Il ponte sullo Spreca
Dopo i 10 lunghi anni di guerra condotti negli anni Novanta fra le popolazioni della ex Jugoslavia, le giovani generazioni possono realmente giocare un ruolo attivo nel processo individuale e collettivo di elaborazione costruttiva del dolore e nella ricostruzione non solo materiale del proprio paese? Nove ragazzi tra i 16 e 20 anni, 4 musulmani e 5 serbi, sono da anni impegnati come mediatori e facilitatori nel processo di riconciliazione interetnica delle comunità a cui appartengono.
Per secoli, serbi e musulmani che abitavano lungo il fiume Spreca erano convissute pacificamente. Poi, con lo scoppio della guerra serbo-bosniaca, tutta la regione da esso attraversata diventò teatro di combattimento tra l’esercito dei serbi bosniaci (sostenuti dalle truppe regolari serbe) e le forze spontanee delle comunità musulmane: sulle sue sponde si sono consumati scontri continui tra persone che fino a poco tempo prima si erano sposati e imparentati, costituendo numerose famiglie miste.
In base agli accordi di pace di Dayton del dicembre 1995, questo confine naturale costituisce anche la linea di separazione fra la comunità di Orahovica, paesino della Federazione musulmana croata di Bosnia, e Petrovo, cittadina della Repubblica serba di Bosnia. Per molti anni, nonostante la guerra nei suoi aspetti più distruttivi fosse finita, tale confine fu considerato invalicabile dagli abitanti delle due parti.

Consegna scritta 1
Elenchi, nell'ordine in cui compaiono, tutti i numeri scritti in cifre presenti nel testo sul ponte sullo Spreca.
Il testo e le righe non hanno alcun legame tra loro.

Dati estratti
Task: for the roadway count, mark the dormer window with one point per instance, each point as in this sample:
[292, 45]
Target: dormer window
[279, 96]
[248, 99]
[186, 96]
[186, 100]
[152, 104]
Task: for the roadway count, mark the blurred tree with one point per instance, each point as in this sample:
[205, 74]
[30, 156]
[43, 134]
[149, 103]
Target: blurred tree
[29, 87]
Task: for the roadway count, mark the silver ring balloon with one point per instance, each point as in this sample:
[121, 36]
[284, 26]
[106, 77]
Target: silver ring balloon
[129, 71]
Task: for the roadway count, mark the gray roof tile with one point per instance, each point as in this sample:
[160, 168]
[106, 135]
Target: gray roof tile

Consegna scritta 2
Riporti fedelmente, tra le righe sopra, il tratto che va dalla riga contenente "Task: for the roadway count, mark the silver" fino all'ultima riga, entrambe incluse.

Risultato finale 1
10, 16, 20, 4, 5, 1995

Risultato finale 2
Task: for the roadway count, mark the silver ring balloon with one point per instance, each point as in this sample:
[121, 36]
[284, 26]
[106, 77]
Target: silver ring balloon
[129, 71]
Task: for the roadway count, mark the gray roof tile with one point per instance, each point as in this sample:
[160, 168]
[106, 135]
Target: gray roof tile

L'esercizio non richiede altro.